_STUDY TEXT_:
════════

In mammals, the D1 is expressed at high levels in liver, kidney, thyroid, and pituitary, and D1 activity, in particular hepatic D1 activity, is generally considered to be an important source of the plasma T3 in the euthyroid state (1, 2, 4, 5). Evidence for this concept includes the observation that conditions such as starvation and nonthyroidal illness result in concomitant reductions in the levels of both hepatic D1 activity and plasma T3 (5). In addition, administration of the relatively D1-specific inhibitor 6n-propyl-2-thiouracil (PTU) to thyroidectomized rats maintained on exogenous T4, results in a fall in plasma T3 concentration and a rise in plasma T4 (6). However, there is evidence that a significant fraction of the extrathyroidal T3 is generated from T4 by the type 2 deiodinase (D2) (7), and other data suggest that the thyroid, in part because of its D1 activity, also contributes to plasma T3, at least in rodents (1, 8).
Thus, the role of the D1 is incompletely understood. With its dual catalytic capability and its ability to deiodinate a broad range of iodothyronines, the D1 may have more than one function, and the complexity of its catalytic activity makes a complete delineation of its role in thyroid physiology difficult.
The present study uses a mouse rendered D1 deficient by targeted disruption of the Dio1 gene to explore directly the role of the D1 in thyroid hormone economy and to assess the function of the D1 in some of the major organs in which it is expressed.

════════

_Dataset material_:

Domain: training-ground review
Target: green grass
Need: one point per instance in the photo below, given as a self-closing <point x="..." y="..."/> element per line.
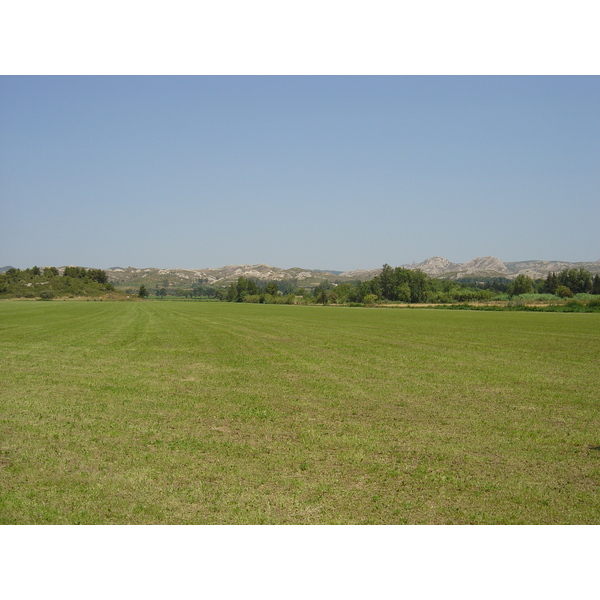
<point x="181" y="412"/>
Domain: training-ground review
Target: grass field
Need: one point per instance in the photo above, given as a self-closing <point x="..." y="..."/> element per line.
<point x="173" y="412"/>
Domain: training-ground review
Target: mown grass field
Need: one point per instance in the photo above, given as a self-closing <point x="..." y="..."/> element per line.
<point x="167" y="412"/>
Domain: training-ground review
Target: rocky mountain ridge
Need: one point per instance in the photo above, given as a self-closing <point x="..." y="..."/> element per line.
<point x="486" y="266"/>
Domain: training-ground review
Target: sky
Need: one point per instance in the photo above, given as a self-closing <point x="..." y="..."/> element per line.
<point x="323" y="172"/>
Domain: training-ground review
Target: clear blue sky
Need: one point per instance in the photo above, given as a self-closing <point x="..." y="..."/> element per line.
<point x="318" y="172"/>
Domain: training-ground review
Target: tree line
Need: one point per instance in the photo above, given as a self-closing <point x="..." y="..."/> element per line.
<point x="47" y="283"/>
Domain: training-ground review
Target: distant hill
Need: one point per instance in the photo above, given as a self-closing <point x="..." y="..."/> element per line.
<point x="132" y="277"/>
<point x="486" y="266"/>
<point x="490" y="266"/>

════════

_ACTION ITEM_: Please transcribe the part of the deiodinase text that opens with the words containing "Thus, the role" and closes with "thyroid physiology difficult.".

_FINISHED TASK_:
Thus, the role of the D1 is incompletely understood. With its dual catalytic capability and its ability to deiodinate a broad range of iodothyronines, the D1 may have more than one function, and the complexity of its catalytic activity makes a complete delineation of its role in thyroid physiology difficult.